[Start of Attachment]

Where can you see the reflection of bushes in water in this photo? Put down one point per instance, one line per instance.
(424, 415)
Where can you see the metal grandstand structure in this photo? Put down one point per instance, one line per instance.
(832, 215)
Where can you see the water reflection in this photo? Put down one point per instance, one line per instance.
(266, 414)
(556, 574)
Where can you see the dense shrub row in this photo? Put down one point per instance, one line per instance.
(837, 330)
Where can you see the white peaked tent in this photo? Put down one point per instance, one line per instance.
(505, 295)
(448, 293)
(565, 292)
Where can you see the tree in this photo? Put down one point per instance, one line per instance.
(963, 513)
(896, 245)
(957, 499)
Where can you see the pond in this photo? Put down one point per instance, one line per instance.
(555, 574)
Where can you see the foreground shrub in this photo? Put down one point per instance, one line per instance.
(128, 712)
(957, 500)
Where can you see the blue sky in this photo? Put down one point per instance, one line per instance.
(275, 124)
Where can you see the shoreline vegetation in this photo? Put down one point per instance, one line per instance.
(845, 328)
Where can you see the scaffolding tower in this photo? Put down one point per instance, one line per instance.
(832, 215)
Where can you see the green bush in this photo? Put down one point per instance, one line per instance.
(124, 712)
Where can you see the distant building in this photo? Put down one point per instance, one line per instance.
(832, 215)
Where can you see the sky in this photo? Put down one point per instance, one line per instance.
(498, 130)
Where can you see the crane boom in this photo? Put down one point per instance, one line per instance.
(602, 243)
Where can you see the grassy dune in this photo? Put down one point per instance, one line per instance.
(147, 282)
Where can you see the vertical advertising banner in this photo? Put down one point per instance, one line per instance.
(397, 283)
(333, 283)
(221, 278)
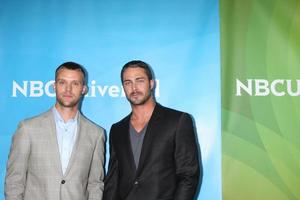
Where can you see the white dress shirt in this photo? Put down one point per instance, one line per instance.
(66, 136)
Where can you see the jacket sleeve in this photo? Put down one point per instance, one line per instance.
(17, 164)
(112, 177)
(186, 160)
(95, 185)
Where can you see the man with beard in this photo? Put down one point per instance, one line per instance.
(153, 151)
(59, 154)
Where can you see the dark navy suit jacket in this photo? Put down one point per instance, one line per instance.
(169, 166)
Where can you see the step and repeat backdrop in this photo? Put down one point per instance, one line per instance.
(260, 42)
(179, 39)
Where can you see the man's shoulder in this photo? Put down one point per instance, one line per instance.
(169, 111)
(88, 122)
(122, 122)
(37, 118)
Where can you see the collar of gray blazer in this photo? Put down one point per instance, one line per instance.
(49, 118)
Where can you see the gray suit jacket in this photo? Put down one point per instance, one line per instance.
(34, 169)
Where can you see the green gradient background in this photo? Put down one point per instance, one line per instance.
(260, 39)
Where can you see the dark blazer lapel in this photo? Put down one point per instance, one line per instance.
(151, 133)
(126, 144)
(53, 139)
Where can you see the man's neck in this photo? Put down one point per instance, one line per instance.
(66, 113)
(142, 113)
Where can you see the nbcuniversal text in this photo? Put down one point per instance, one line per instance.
(264, 87)
(37, 88)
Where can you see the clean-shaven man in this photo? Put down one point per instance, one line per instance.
(59, 154)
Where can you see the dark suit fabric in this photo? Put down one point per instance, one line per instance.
(169, 162)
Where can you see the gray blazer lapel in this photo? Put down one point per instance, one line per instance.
(53, 139)
(80, 129)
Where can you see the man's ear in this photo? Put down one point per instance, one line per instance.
(54, 87)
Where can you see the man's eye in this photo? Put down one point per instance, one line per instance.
(76, 83)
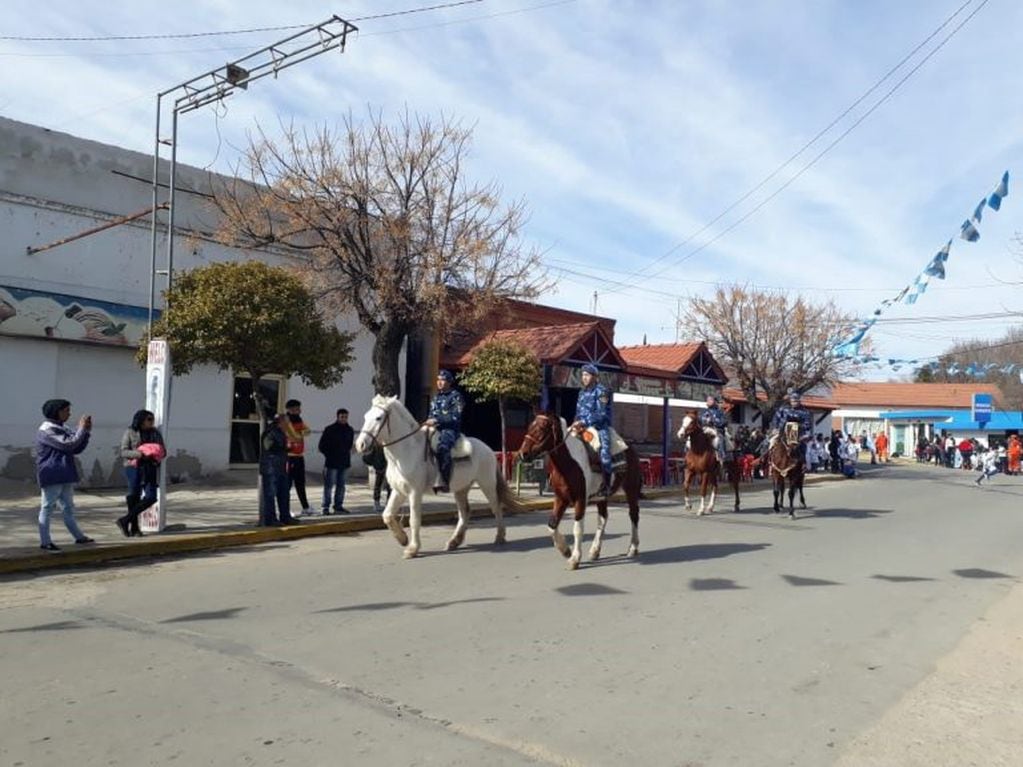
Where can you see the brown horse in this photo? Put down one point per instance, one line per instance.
(574, 483)
(786, 463)
(701, 458)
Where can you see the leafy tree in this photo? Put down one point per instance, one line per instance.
(502, 370)
(770, 344)
(391, 227)
(252, 318)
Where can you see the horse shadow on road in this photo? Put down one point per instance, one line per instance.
(674, 554)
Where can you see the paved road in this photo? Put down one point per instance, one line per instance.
(735, 639)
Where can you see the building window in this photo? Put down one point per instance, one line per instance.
(245, 417)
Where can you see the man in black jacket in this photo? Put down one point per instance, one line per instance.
(336, 444)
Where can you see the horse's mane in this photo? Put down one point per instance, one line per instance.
(394, 405)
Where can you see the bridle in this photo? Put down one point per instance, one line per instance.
(384, 422)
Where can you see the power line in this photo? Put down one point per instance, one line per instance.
(223, 33)
(638, 273)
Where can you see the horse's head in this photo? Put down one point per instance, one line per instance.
(375, 424)
(542, 436)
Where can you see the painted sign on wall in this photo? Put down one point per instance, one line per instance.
(51, 315)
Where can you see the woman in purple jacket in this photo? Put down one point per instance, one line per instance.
(56, 446)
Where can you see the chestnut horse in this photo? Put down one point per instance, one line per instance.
(786, 466)
(574, 483)
(701, 458)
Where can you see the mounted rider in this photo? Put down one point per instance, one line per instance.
(795, 412)
(445, 417)
(714, 419)
(593, 410)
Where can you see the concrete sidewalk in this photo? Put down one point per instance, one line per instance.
(203, 516)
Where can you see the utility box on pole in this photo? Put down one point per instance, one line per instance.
(158, 400)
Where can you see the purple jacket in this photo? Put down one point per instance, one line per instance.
(56, 447)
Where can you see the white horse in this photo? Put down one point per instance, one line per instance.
(410, 472)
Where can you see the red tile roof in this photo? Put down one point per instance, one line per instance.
(859, 394)
(814, 403)
(550, 344)
(673, 357)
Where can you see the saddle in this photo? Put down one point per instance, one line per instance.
(461, 450)
(591, 439)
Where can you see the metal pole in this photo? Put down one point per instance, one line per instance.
(156, 200)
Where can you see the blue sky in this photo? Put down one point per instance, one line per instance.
(627, 127)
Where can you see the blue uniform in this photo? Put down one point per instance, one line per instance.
(800, 415)
(593, 409)
(446, 410)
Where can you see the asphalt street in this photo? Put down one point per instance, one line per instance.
(734, 639)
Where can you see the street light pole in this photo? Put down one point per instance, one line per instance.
(211, 87)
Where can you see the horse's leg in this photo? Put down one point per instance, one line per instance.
(414, 523)
(458, 536)
(577, 534)
(390, 516)
(553, 521)
(602, 523)
(632, 489)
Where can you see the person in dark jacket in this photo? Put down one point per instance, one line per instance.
(141, 468)
(336, 445)
(273, 472)
(56, 446)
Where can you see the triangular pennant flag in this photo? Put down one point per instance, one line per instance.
(978, 212)
(1001, 191)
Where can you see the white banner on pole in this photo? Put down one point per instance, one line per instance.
(158, 395)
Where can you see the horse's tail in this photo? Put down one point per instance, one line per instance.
(508, 500)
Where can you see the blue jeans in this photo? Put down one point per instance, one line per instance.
(276, 489)
(335, 480)
(50, 495)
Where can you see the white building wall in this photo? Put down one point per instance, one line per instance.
(52, 186)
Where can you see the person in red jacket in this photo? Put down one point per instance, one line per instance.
(296, 431)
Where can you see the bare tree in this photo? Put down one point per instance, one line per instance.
(770, 344)
(391, 226)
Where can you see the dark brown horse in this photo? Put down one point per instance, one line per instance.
(786, 465)
(574, 483)
(701, 458)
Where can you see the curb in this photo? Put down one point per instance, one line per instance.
(153, 545)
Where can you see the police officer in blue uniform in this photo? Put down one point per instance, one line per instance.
(445, 416)
(593, 409)
(714, 417)
(795, 411)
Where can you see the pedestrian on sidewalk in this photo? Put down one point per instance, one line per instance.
(142, 450)
(273, 474)
(297, 431)
(989, 466)
(376, 460)
(56, 446)
(336, 445)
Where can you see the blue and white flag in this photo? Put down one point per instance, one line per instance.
(1001, 191)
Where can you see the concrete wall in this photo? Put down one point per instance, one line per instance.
(53, 185)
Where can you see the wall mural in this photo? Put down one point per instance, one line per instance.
(50, 315)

[End of Attachment]

**What you should do:**
Would you write each entry out again exactly, omitting the images?

**The answer:**
Where can you see the reflection of bushes in water in this photo? Put down one point per instance, one line per instance.
(424, 415)
Where can you see the metal grandstand structure in this photo? Put down one point per instance, one line per instance.
(832, 215)
Where can you see the water reflection in this photo? Put down one point per instance, one line per instance.
(266, 414)
(556, 574)
Where can you see the dense shrub row in this photo? Put down one point per instance, one line per instance.
(837, 330)
Where can you see the white peaked tent in this photo? Put down one point per instance, one line per instance.
(505, 295)
(448, 293)
(565, 292)
Where can you see the tree in this photo? Put down one point per instance, one line per instance.
(963, 513)
(896, 245)
(957, 499)
Where can you see the pond in this photo? Put down one point per instance, one line per instance.
(555, 574)
Where can you see the foreground shrub in this photo? Put down one point per instance, one line per instance.
(128, 712)
(957, 500)
Where can you see the blue sky in this photo? Put down one point per instance, one line per instance.
(275, 124)
Where can you see the shoreline vegetation in this photo? Put down one point per instance, one line per instance.
(845, 328)
Where can you see the scaffolding tower in this photo? Put down one point per instance, one line per instance.
(832, 215)
Where can you see the green bush in this photo? Put down one point per instance, one line per instance.
(124, 712)
Where can you see the distant building in this photo? Put down one point per instance, one line per instance.
(832, 215)
Where can you see the sky in this photo? Put down one point per instance, one line per instance.
(498, 130)
Where can you see the crane boom in this photo? Put down one point per instance, one line per instance.
(602, 243)
Where can you see the grassy dune in this photo? Put down one point per instance, one line per instance.
(147, 282)
Where can you see the vertical advertising banner in this photo? Put down one point per instance, one line per instance.
(397, 283)
(333, 283)
(221, 278)
Where can you see the white dress shirt in this photo? Put down one point per instance, one line per instance.
(66, 136)
Where can you see the jacket sleeve in this photo? Put down one point per instance, one line per instance.
(17, 164)
(112, 177)
(186, 160)
(95, 185)
Where can you see the man with beard in this photo? Put down one point per instance, one line per instance.
(153, 151)
(59, 154)
Where can you see the dark navy suit jacket in this photo? Put down one point per instance, one line per instance.
(169, 166)
Where can you see the step and repeat backdrop in this photo? Put down one point per instance, one line per instance.
(260, 42)
(179, 39)
Where can you see the man's shoulder in this photo? Put down one point per instance, one line per instance.
(169, 111)
(88, 122)
(122, 122)
(37, 118)
Where can you see the collar of gray blazer in this photo? Put down one point per instance, one line per instance.
(49, 118)
Where can you see the gray suit jacket in this photo? Put down one point per instance, one line per instance.
(34, 169)
Where can you see the green gradient background in this photo? Put down one point per instance, one line per instance.
(260, 39)
Where can you see the dark blazer lapel in this photo? Put down one point per instance, one line per instance.
(151, 133)
(126, 144)
(53, 139)
Where can you see the man's neck in this photo? Put down one point per instance, one line per instance.
(66, 113)
(142, 113)
Where can you see the nbcuniversal text in this photo? Put down one point per instance, one line per instance.
(264, 87)
(37, 88)
Where can you see the clean-shaven man in this photo? Put down one point per instance, one line per instance.
(59, 154)
Where can you see the dark suit fabric in this photo? Put down one point per instance, one line per instance.
(169, 162)
Where can you see the gray blazer lapel in this photo? Put down one point per instance, one line per instance.
(53, 139)
(80, 129)
Where can you see the man's ear in this photo? Put down one point per instance, one line per instance.
(54, 87)
Where can you see the man's eye in this photo? Put down one point per instance, one line per instance.
(76, 83)
Where can you see the brown horse in this photo? Put down one point per instance, one line per instance.
(574, 483)
(786, 463)
(701, 458)
Where can you see the leafy tree in this photo? Put down one point per instance, one line per instance.
(502, 370)
(770, 344)
(391, 227)
(252, 318)
Where can you see the horse shadow on road in this photo? Put down one point per instance, one line per instance.
(674, 554)
Where can you see the paved road in this photo? Put down one point per instance, one line per instance.
(735, 639)
Where can you see the building window in this photo? Put down one point per instance, one line per instance.
(245, 417)
Where can you see the man in black jacket in this photo? Put down one point per instance, one line per instance.
(336, 444)
Where can you see the horse's mane in this photo? Put down one point per instance, one line per instance.
(394, 405)
Where can you see the bridle in this photo? Put down one point per instance, one line per instance.
(384, 422)
Where can you see the power line in this photo? Put down one point per instance, one line per instance.
(223, 33)
(638, 273)
Where can you see the horse's head in this photo? Put down one point per instance, one line per instance.
(375, 424)
(542, 436)
Where can you see the painted sign on wall in this photo? Put down one point per instance, one line per instance.
(51, 315)
Where can you see the woman in purple jacket in this photo? Put down one point per instance, one line per instance.
(56, 446)
Where can you see the chestnut horse in this photo? Put down one point per instance, one line per instance.
(786, 466)
(574, 483)
(701, 458)
Where can you see the mounted rider in this photo? Put down one point per instance, one line per instance.
(795, 412)
(445, 417)
(714, 419)
(593, 410)
Where can you see the concrete sidewalk in this photo? Put down one point per instance, one line per instance.
(203, 516)
Where can you see the utility box on pole in this photo? Put down one point per instance, one line per instance.
(158, 400)
Where can you see the purple jacket in this photo? Put down one point per instance, one line per instance.
(56, 447)
Where can you see the white horse in this photo? Put down one point per instance, one line per instance.
(410, 472)
Where can you see the red tile roof in this photo? Put down one point per instance, one line per instance.
(859, 394)
(814, 403)
(550, 344)
(673, 357)
Where can you see the saddle in this photo? Put down one point per instance, one line per instance.
(461, 450)
(591, 439)
Where can you see the metal pole in this photo? Put down one point per instance, one line per instance.
(156, 200)
Where can you see the blue sky in this photo? Put down one point per instance, one line per instance.
(627, 127)
Where can you see the blue uniform in this photo? Put down one point per instance, one line per instance.
(800, 415)
(593, 409)
(446, 410)
Where can you see the asphalt street in this photo? Put down one point per instance, one line per instance.
(734, 639)
Where can you see the street light pole in this photo? Put down one point per instance, one line per instance.
(211, 87)
Where can you see the horse's leg in this photo? Put down one point per instance, one line per instance.
(414, 523)
(458, 536)
(577, 534)
(390, 516)
(553, 521)
(602, 523)
(632, 489)
Where can you see the person in dark jacket in this photo? Put down one point per instance, one line per instance.
(141, 468)
(336, 445)
(273, 472)
(56, 446)
Where can you see the triangular pennant flag in this photo? Put down one point per instance, one line per instance.
(978, 212)
(1001, 191)
Where can you see the white banner on pole in this photo? Put down one point per instance, one line per instance.
(158, 395)
Where can you see the horse's tail in this photo? Put down one point per instance, one line per instance.
(508, 500)
Where can you see the blue jeans in this photo? Put down one point per instance, one line per instance.
(276, 489)
(335, 480)
(50, 495)
Where can you see the white building wall in this photo? Put down one point per instance, one line per instance.
(52, 186)
Where can you see the person in red jacket in this photo? Put down one point per instance, one line per instance.
(296, 431)
Where can you see the bare tree in this photo? Put down one point per instance, one line per instance.
(770, 344)
(391, 226)
Where can you see the dark brown horse in this photo? Put down one point per instance, one line per instance.
(786, 465)
(574, 483)
(701, 458)
Where can you see the curb in this photo? Put down one point per instance, one line per instance.
(153, 545)
Where can you see the police officer in blue uniform in this photo? Put down one point per instance, one line per instance.
(445, 416)
(593, 409)
(714, 417)
(795, 411)
Where can you see the pedestrian on sidewalk in this photo? Put down one point per instance, one line per instance.
(142, 450)
(273, 474)
(297, 431)
(989, 466)
(376, 460)
(56, 446)
(336, 445)
Where can you see the blue and white flag in this photo? Put down one point per instance, one line per instance.
(1001, 191)
Where can you see the concrete wall in this photo? Put down one point per instance, one line per instance.
(53, 185)
Where can you see the wall mural in this photo? Put down one point per instance, one line per instance.
(50, 315)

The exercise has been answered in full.